» 任务说明 1
用两句话概括下面这篇关于法律保留原则与独立监管机构设置的原文。

» 原文
法律保留原则在我国独立监管机构设置中的展开

三、法律保留原则在我国独立监管机构设置中的展开

我国国务院行政机构根据职能分为国务院办公厅、国务院组成部门、国务院直属机构、国务院办事机构、国务院组成部门管理的国家行政机构和国务院议事协调机构。根据《国务院组织法》及《国务院行政机构设置与编制管理条例》的有关规定,我国行政机构设置权划分的内容有:首先,只有国务院组成部门的设立、撤销或者合并,其决定权限在于立法机关,其他机关的设立、撤销或者合并则由国务院自主决定;同时所有内设机构都由政府机构决定或经过国务院批准;其次,国务院行政机构设立后,需要对职能进行调整的,由国务院机构编制管理机关提出方案,报国务院决定,即对行政机构职能调整的权限在国务院;最后,国务院在宪法及组织法规定的范围内行使机构设置与编制管理权,具体由机构编制管理机关负责。现行组织法的规定存在如下的问题:国务院组成部门与直属机构之间的区别,其行政法上的原因是什么呢?为什么需要有直属机构而不是全部设置为行政机构呢?对于行政机构编制情况的检查与监督,只有国务院编制管理机关对国务院行政机构的监督和检查权,而没有体现立法机关对行政机关的监督权;另外,从制度构建上,只有对行政机构的静态设置的规定,而动态的机构职权的争议解决机制缺乏[19]。限于本文主题,现仅就电监会之类的独立监管机构的设置来谈。

(一)重要性标准的细化

重要性标准的细化要求对于设立限制公民基本权利的行政机构,应当由立法机关通过法律或法律性文件的方式进行,法律应当对拟设立的上述政府机构的职权与职责有明确的规定,立法机关有立法作为的义务,不得授权行政机关代为立法。以此为标准,可以对中央政府的行政机构组成进行分类,我国目前政府机构分类没有完全涵盖中央政府机构,而且政府机构分类标准不一,只有编制及财政预算上的意义。为了确定政府机构的设置权,应当以是否行使行政管理职权、是否可能对公民权利造成重大影响(在消极行政领域限制公民基本权利以及在积极行政领域对公民权利有重大影响)为标准对政府机构进行分类。

国外中央政府机构分类大多把中央行政组织的职能分为“决策、执行、监督与咨询”四种,这四种不同性质的职能,要求建立与之相适应的四种不同性质的行政机关。以美国为例,决策领导机关是总统统帅之下的首脑机关,承担决策和指挥的职能。总统个人行使决策权并承担全部责任。执行机关包括直接受决策领导机关控制的联邦政府各部和独立于决策领导机关的独立监管机构,其职责是组织实施决策领导机关的决议、命令和行政措施。监督机关的职责是纠正政策执行中的偏差,如OMB和总审计署。咨询机关的主要任务是通过调查研究和分析论证,为决策机关和执行机关提供咨询意见,如美国为数众多的咨询委员会[20]。这种分类虽然不能完全适用于我国目前的政制体制,但对我国中央政府机构分类是有借鉴意义的是应当以政府机构的职能为依据来确立政府机构设置权的归属,明确立法保留、法律保留、行政保留范围。

数据集中的条目

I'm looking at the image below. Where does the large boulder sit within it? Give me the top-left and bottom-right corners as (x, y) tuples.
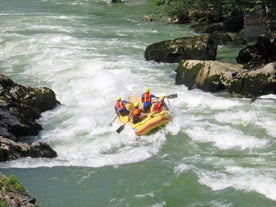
(0, 136), (57, 162)
(236, 32), (276, 69)
(0, 172), (37, 207)
(228, 62), (276, 98)
(145, 34), (217, 63)
(175, 60), (242, 92)
(0, 75), (59, 140)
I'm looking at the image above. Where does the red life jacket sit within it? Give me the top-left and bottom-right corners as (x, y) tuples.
(115, 101), (125, 111)
(132, 109), (141, 116)
(152, 101), (162, 112)
(143, 93), (151, 102)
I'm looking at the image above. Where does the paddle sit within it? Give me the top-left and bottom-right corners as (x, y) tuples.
(116, 119), (131, 133)
(108, 115), (118, 126)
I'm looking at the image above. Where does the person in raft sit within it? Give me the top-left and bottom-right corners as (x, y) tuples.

» 任务说明 2
请缩放数据集条目中从含有“I'm looking at the image above. Where does the red”的那一行起、直到条目末尾(首尾两行都包括)的各行,连同其中的提问一并重新列出,并将答案中的边界框坐标数值全部乘以0.6,四舍五入为整数(0.5进位)。只给出这些行。

» 预期结果 1
原文指出,依据《国务院组织法》等规定,我国只有国务院组成部门的设立、撤销或合并由立法机关决定,其他机构的设置及职能调整由国务院决定,而现行规定既没有体现立法机关的监督权,也缺乏动态的机构职权争议解决机制。原文主张细化重要性标准,设立限制公民基本权利的行政机构应由立法机关以法律方式进行,并借鉴国外按“决策、执行、监督与咨询”划分职能的做法,以职能为依据确立政府机构设置权的归属。

» 预期结果 2
I'm looking at the image above. Where does the red life jacket sit within it? Give me the top-left and bottom-right corners as (x, y) tuples.
(69, 61), (75, 67)
(79, 65), (85, 70)
(91, 61), (97, 67)
(86, 56), (91, 61)
I'm looking at the image above. Where does the paddle sit within it? Give me the top-left and bottom-right corners as (x, y) tuples.
(70, 71), (79, 80)
(65, 69), (71, 76)
I'm looking at the image above. Where does the person in raft sit within it? Give me the top-left and bottom-right corners as (x, y) tuples.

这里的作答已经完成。